## Work task:
Skipping each picture, output the entries exactly as they stand below.

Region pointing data
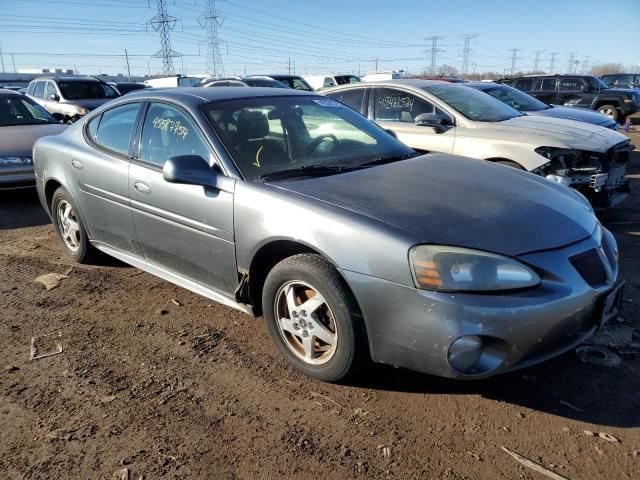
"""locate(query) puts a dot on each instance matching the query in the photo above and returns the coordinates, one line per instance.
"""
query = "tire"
(509, 163)
(328, 342)
(610, 111)
(69, 227)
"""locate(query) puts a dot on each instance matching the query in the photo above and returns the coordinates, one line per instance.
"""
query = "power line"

## Answer area:
"""locate(query) puts a dot on each instance matching the query in the photo above and returns the coordinates, one line per instance.
"""
query = "tire"
(509, 163)
(328, 342)
(610, 111)
(69, 227)
"""locate(query) puts a dot on each instance matching the query in the photo above and returns the coordinates, one line per instance.
"""
query = "power line"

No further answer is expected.